Sadly after his final major appearance onstage, Eddie disappeared from the music scene and fell off the grid. He unintentionally became the Marty Jannetty of the band. He pulled his own Vito Bratta from White Lion and just fell off the grid. Some say it was substance problems, but we will never know the whole story. Under tragic circumstances, time hasn't been kind to Eddie. I was told by our schoolmate back in 2016 (when Patrick Lew Band peaked) to say hi and check up on him because he wasn't in good shape.

During that same period, I was the TOP HEEL in the indies as Patrick Lew Band. I was getting booed by every music critic of miens and even the audience. Lol. In 2009, Patrick Lew Band started getting somewhere in the indie music scene. I released our second LP and we started becoming more recognized in the scene's hierarchy.

Then Patrick Lew Band got more and more out there. Leading up to what made us so great today before, during and after PLB was over.

Me and Eddie's story in the music scene can be looked at as a Shawn Michaels and Marty Jannetty situation.


Eddie Blackburn was the Cliff Burton of PLB. I miss the man still. But the rock and roll show must go on.

Sunday, December 15, 2019

The Life and Times of Patrick Lew-Hayashi

I am Japanese and Taiwanese. Born in 1985. San Francisco native. Musician, actor, artist and TV lover. I play hard rock in a local garage band.

My music is Patrick Lew Band/The Steel Lions/Crazy Loser in a Box and right now you are viewing my story on social-media.

Please to meet all of you!

PATRICK LEW BAND (PLB)

FORMED: 2001 in San Francisco, CA
DISBANDED: 2019 

YEARS ACTIVE: 2000s, 2010s

GENRES: Hard Rock, Grunge, Brit Rock/Britpop, Pop/Rock, Punk Rock, Heavy Metal  

BAND LINE-UP:
Patrick Lew (劉冠達): Guitar, Compositions, Lead Vocals 
Madeline Lew (劉凛和): Representation 

RELATED BANDS: TheVerse, Crazy Loser in a Box, The Steel Lions, Pleasure Gallows, The Tortured, Lewnatic 


PATRICK LEW’S EARLY LIFE (1985-2001)

GIVEN EXERCISE 1 |
List every genre the band history gives for Patrick Lew Band.

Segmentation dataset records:
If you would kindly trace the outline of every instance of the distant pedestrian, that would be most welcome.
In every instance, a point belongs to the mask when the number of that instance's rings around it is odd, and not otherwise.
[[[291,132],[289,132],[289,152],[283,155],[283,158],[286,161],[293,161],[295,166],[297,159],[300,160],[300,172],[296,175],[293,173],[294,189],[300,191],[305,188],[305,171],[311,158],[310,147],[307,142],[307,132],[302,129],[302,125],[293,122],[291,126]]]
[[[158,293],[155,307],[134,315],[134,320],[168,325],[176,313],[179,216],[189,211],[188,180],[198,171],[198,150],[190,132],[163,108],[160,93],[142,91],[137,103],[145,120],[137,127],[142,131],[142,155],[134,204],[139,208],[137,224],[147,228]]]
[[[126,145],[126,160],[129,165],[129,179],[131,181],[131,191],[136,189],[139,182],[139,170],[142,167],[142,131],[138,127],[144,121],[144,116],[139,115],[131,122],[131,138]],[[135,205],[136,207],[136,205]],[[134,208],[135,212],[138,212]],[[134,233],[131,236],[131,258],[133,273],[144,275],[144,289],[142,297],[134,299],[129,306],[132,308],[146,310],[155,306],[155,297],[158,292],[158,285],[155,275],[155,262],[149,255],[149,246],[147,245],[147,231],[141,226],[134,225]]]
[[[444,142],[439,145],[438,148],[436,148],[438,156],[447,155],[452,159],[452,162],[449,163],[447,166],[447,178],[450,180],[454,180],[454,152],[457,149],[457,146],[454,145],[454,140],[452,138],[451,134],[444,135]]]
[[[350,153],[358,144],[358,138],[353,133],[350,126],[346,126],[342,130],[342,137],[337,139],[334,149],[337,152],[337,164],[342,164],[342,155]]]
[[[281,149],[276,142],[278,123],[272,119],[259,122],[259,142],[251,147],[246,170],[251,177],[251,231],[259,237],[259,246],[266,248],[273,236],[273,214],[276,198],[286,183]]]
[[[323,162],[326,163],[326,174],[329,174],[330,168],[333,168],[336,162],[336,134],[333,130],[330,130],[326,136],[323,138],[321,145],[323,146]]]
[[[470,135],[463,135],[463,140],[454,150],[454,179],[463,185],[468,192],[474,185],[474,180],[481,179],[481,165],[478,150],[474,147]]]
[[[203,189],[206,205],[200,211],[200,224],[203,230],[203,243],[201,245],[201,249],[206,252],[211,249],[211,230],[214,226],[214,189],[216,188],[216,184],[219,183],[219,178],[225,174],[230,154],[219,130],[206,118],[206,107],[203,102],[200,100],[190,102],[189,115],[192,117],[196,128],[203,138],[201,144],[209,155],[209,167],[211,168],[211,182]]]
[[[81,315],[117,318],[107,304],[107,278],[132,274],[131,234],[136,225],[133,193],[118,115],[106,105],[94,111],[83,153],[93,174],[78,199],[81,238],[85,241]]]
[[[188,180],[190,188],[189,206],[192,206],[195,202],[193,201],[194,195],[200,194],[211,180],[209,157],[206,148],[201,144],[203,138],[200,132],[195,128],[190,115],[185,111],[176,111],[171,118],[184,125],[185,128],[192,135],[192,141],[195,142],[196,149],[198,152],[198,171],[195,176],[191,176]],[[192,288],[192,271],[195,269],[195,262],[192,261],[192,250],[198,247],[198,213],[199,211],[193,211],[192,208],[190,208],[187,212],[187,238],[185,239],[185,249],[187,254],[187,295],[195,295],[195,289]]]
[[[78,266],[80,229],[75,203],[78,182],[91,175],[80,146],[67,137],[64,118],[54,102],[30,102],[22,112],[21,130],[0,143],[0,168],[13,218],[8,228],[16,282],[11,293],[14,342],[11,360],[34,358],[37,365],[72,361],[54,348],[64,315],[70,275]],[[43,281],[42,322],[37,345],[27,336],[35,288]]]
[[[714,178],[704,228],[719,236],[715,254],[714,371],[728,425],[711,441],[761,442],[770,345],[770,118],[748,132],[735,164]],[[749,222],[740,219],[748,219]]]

GIVEN EXERCISE 2 |
Update the records from their first line through the line containing "In every instance, a" by replacing "mask" with "region", and return only those lines.

FINISHED ANSWER 1 |
Hard Rock, Grunge, Brit Rock/Britpop, Pop/Rock, Punk Rock, Heavy Metal

FINISHED ANSWER 2 |
If you would kindly trace the outline of every instance of the distant pedestrian, that would be most welcome.
In every instance, a point belongs to the region when the number of that instance's rings around it is odd, and not otherwise.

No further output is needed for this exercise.